> [Work task]
The response must consist of every line of the listing, reproduced verbatim.

> [Input for this task]
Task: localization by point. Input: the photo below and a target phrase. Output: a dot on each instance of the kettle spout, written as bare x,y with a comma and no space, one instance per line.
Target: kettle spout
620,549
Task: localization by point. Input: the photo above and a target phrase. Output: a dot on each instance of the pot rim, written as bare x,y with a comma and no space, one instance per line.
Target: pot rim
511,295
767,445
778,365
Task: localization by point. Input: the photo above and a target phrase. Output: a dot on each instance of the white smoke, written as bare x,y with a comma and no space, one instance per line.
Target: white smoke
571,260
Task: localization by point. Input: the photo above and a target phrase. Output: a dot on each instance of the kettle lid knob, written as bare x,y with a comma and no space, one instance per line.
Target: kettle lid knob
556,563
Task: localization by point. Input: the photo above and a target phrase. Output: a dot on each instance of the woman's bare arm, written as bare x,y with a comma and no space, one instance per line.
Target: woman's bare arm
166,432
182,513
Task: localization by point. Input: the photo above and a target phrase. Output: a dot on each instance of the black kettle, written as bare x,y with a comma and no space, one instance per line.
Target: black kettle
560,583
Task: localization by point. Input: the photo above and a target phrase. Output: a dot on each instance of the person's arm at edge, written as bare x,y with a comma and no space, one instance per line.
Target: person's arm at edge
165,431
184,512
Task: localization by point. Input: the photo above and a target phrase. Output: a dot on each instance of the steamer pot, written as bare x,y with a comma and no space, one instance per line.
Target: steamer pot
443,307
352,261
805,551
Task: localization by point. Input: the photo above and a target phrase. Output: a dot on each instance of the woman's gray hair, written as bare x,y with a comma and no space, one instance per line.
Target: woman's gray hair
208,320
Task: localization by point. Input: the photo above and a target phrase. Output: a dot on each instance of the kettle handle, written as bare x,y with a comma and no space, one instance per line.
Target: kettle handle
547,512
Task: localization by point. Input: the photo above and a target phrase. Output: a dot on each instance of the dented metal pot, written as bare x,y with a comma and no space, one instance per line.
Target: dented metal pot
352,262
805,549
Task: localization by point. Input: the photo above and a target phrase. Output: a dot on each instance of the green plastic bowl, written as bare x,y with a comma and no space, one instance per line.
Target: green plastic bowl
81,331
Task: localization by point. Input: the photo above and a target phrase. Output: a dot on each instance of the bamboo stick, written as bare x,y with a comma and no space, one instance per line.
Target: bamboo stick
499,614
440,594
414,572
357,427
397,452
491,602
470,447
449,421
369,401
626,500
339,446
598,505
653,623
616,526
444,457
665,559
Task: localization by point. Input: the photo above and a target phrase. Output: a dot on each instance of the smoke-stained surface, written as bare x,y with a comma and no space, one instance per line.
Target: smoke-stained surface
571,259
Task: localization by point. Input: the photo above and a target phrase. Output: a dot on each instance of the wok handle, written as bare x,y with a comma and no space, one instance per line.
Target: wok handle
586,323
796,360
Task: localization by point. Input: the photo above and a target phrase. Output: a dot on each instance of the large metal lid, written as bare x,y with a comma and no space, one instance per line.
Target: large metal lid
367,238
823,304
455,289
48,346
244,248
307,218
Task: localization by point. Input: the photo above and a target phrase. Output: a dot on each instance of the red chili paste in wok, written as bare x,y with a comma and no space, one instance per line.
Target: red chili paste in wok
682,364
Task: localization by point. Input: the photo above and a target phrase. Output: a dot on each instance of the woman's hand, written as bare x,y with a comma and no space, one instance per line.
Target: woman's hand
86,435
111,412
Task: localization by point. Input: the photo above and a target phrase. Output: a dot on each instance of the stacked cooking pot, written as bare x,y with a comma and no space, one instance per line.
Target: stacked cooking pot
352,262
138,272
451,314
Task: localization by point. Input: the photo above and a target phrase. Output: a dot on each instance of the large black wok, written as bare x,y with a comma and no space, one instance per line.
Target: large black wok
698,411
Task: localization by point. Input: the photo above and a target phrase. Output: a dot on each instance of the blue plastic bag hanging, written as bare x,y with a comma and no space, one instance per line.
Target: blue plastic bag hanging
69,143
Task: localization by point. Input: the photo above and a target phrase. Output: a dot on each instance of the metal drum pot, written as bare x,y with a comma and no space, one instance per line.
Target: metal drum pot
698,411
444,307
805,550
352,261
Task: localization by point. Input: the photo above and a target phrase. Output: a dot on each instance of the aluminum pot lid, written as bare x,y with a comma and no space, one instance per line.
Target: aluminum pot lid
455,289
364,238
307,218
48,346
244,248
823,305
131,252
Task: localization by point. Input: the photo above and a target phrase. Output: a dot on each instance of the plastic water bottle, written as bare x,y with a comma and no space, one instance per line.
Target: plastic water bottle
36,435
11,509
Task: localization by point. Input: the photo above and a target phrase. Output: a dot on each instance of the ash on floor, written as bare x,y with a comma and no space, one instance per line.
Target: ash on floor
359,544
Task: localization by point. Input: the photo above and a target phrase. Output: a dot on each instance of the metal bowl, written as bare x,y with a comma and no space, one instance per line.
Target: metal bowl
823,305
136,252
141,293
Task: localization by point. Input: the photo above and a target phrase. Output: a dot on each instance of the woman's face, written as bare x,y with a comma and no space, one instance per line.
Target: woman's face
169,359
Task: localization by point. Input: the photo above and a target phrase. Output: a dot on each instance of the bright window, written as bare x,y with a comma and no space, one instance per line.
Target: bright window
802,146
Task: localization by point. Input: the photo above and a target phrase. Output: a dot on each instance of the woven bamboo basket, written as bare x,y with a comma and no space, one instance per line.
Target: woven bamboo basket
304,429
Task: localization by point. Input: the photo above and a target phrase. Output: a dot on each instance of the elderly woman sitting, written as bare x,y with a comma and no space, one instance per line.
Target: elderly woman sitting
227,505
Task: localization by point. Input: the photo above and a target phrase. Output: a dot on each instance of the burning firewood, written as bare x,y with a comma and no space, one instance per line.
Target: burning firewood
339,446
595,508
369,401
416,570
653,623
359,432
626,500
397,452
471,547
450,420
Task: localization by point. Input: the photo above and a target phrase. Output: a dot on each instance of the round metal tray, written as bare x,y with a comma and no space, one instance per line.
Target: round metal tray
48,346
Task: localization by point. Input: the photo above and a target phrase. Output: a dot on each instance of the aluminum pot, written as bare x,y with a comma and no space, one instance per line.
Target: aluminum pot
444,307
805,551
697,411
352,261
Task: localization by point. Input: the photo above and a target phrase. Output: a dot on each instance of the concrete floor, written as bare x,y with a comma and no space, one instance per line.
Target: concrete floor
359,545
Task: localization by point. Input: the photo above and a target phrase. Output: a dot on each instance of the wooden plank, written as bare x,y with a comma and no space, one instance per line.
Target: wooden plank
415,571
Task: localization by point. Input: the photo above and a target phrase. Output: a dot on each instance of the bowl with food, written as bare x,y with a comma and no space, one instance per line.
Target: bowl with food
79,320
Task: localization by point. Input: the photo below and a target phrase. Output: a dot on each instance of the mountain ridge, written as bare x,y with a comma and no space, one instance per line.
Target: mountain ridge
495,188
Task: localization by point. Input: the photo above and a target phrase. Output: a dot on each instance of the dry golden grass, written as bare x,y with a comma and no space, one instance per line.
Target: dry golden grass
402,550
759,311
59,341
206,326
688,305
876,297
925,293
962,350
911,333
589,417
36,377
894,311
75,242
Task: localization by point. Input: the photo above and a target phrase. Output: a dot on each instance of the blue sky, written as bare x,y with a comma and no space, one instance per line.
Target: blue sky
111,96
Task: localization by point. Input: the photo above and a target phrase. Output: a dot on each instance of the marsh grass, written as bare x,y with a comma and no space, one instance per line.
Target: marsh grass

> [Answer area]
Task: localization by point. Input: the photo below and a target phrase. Output: a dot on each instance of the kettle spout, written as bare x,y with a comma and no space, one instance per line.
Target: kettle spout
620,549
Task: localization by point. Input: the photo above and a target phrase. Output: a dot on each instance of the pot rim, written as bare x,y with a comma and no space, one instance per line.
Target: pot rim
511,295
767,445
778,365
Task: localization by point. Input: the photo above and a target phrase. Output: a dot on each instance of the white smoke, written as bare x,y with a comma and no space, one instance per line.
Target: white smoke
571,260
Task: localization by point. Input: the photo above and a target phrase. Output: a dot on each instance of the kettle lid knob, written as bare x,y with a comma and no space, one instance per line.
Target: kettle lid knob
556,563
Task: localization by point. Input: the photo above and a target phrase. Output: a dot on each instance of the woman's bare arm, written as bare x,y with a comma and no space, one instance per line.
Target: woman's bare arm
166,432
182,513
Task: localization by point. Input: the photo above and a target phrase. Output: a dot on each instance of the black kettle, written as bare x,y with a comma and no space, one instance per line.
Target: black kettle
560,583
Task: localization by point. Input: the photo above and a target phrase. Output: a dot on each instance of the person's arm at edge, written as bare x,y with a comma and no space, one instance per line.
Target: person's arm at edge
165,431
184,512
Task: localization by point. Input: the photo above and a target phrase. Output: a dot on each instance of the steamer pot, written as bare x,y with a comma and no space, one instance per line.
Target: steamer pot
443,307
352,261
805,551
Task: localization by point. Input: the photo above and a target phrase. Output: a dot on each instance of the woman's gray hair, written as bare x,y with a comma and no space, one instance per line.
Target: woman's gray hair
208,320
Task: localization by point. Input: the photo above and a target phrase. Output: a dot on each instance of the kettle handle, written as bare x,y with a comma and no space, one instance per line.
Target: kettle handle
547,512
Task: localization by point. Input: the photo above and a target phrase. Output: a dot on each instance of the dented metal pot, written as bare x,y with a comma and no space, one instance per line.
Target: dented metal pot
352,262
805,549
Task: localization by point. Input: the photo above and a target phrase. Output: a dot on each instance of the green plastic bowl, written as bare x,y with a comma and no space, one instance per line.
Target: green plastic bowl
81,331
Task: localization by point. Input: the photo above and a target phrase. Output: a dot on each instance of the bamboo stick, written as bare x,y with a comma and no space, one instance per line.
Target: bamboo stick
499,614
440,594
414,572
357,427
397,452
491,602
470,447
449,421
369,401
626,500
339,446
598,505
653,623
616,526
444,457
665,559
Task: localization by point. Input: the photo above and a target phrase. Output: a dot on each instance of the smoke-stained surface, written as bare x,y with a comma and no space, one instance per line.
Target: smoke-stained surface
571,259
Task: localization by point. Input: the photo above and a target phrase. Output: a dot on each instance of the wok handle, written as bare x,y with a comma and no space, one instance per line.
Target: wok handle
586,323
796,360
Task: localization by point. Input: the photo above and a target phrase. Output: a dot on each instance of the large metal lid, written as bare x,y with a comma and no space, one instance per line.
Target: large metal lid
367,238
823,304
455,289
48,346
244,248
307,218
Task: localization by point. Input: the photo above and a target phrase. Output: a dot on each instance of the red chili paste in wok, written as bare x,y with a comma and no space, one instance per line.
Target: red chili paste in wok
682,364
Task: localization by point. Input: the photo above and a target phrase. Output: a dot on each instance of the woman's hand, written as bare x,y with a comma and no space, one instance per line.
Target: woman's hand
86,435
111,412
Task: localization by point. Input: the photo above and a target phrase. Output: a dot on each instance of the stacked cooking pot, written as bare x,y with a comma and no space, one instance per line.
Target: stacked cooking pot
352,262
138,272
451,314
Task: localization by point. Input: the photo above and a target phrase. Output: a dot on each instance of the large black wok, written as bare x,y with a comma and no space, one instance per line.
Target: large black wok
698,411
Task: localization by point. Input: the photo above and a target phrase. Output: a dot on each instance of the blue plastic bag hanging, written as bare x,y with a comma and no space, one instance per line.
Target: blue plastic bag hanging
69,143
Task: localization by point. Input: the photo above and a target phrase. Output: a dot on each instance of the metal drum pot, written as bare x,y with a comma and no space, one instance per line.
Target: metal drum pot
698,411
444,307
805,550
352,261
Task: localization by point. Input: the photo above and a target phrase. Output: a dot on each instance of the aluminum pot lid, written as bare x,y with a comma and no space, one instance per line.
Target: aluminum pot lid
455,289
364,238
307,218
48,346
244,248
823,305
131,252
Task: localization by point. Input: the photo above and a target phrase. Output: a dot on each instance of the plastic water bottle, written as bare x,y with a comma and no space, one instance per line.
Target: plastic water bottle
36,435
11,509
Task: localization by point. Input: the photo above and a target phrase. Output: a dot on each instance of the ash on floor, written as bare x,y with a comma and no space, one instance per line.
Target: ash on floor
359,544
Task: localization by point. Input: the photo above and a target phrase. Output: a dot on each instance of the metal bowl, written as bare x,y with a comma and no space, one instance per line.
Target: metal bowl
823,305
136,252
141,293
Task: localization by point. Input: the photo above and a target phrase. Output: a dot on each instance of the woman's face, written as bare x,y with a comma and no space, one instance per line.
Target: woman's face
169,359
Task: localization by point. Input: the photo above and a target phrase. Output: a dot on each instance of the bright window, written as bare x,y with a comma and no space, one instance per line.
Target: bright window
802,146
Task: localization by point. Input: the photo above and a target phrase. Output: a dot on each instance of the woven bamboo basket, written as bare x,y with a comma and no space, one instance per line.
Target: woven bamboo basket
304,429
Task: localization by point. Input: the photo above and a target phrase. Output: a dot on each instance of the elderly woman sitting, written as bare x,y with a comma and no space, one instance per line.
Target: elderly woman sitting
227,505
Task: localization by point. Input: the photo above and a target phrase. Output: a dot on each instance of the burning firewood, written as bare x,y with a comma and no space, one instance per line.
Target: burning firewood
339,446
595,508
369,401
416,570
653,623
359,432
626,500
397,452
471,547
450,420
Task: localization by point. Input: the photo above and a target phrase. Output: a dot on each instance of the round metal tray, written as bare x,y with a comma and no space, one instance per line.
Target: round metal tray
48,346
Task: localization by point. Input: the photo above and a target phrase. Output: a dot on each instance of the aluminum pot, written as bare x,y with a comma and no space, one instance per line.
Target: aluminum pot
444,307
805,551
697,411
352,261
Task: localization by point. Input: the photo above and a target phrase. Output: a dot on each instance of the concrete floor, written as bare x,y with a comma and no space, one instance per line.
Target: concrete floor
359,545
Task: localization by point. Input: the photo above and a target phrase. Output: a dot on each instance of the wooden plank, written as bare x,y with a comma and no space, one instance per line.
Target: wooden plank
415,571
Task: localization by point. Input: the photo above and a target phrase. Output: a dot on each instance of the bowl with food, written as bare x,y with a comma and no space, one instance per line.
Target: bowl with food
79,320
Task: localization by point. Input: the photo below and a target phrase. Output: a dot on each instance of the mountain ridge, written as bare x,y with a comma and no space, one instance per line.
Target: mountain ridge
495,188
Task: localization by point. Input: the photo above and a target phrase. Output: a dot on each instance of the dry golden grass, written as bare x,y with a comma and no space, one instance per line.
Target: dry golden grass
402,550
759,311
59,341
206,326
688,305
876,297
925,293
962,350
911,333
589,417
36,377
894,311
75,242
Task: localization by point. Input: the photo above and a target phrase. Output: a dot on each instance of the blue sky, written as bare x,y with a comma and no space, one instance per line.
Target: blue sky
111,96
Task: localization by point. Input: the photo above and a target phrase. Output: a dot on each instance of the marsh grass, written as bare x,y with a comma and no space, one instance per line.
Target: marsh grass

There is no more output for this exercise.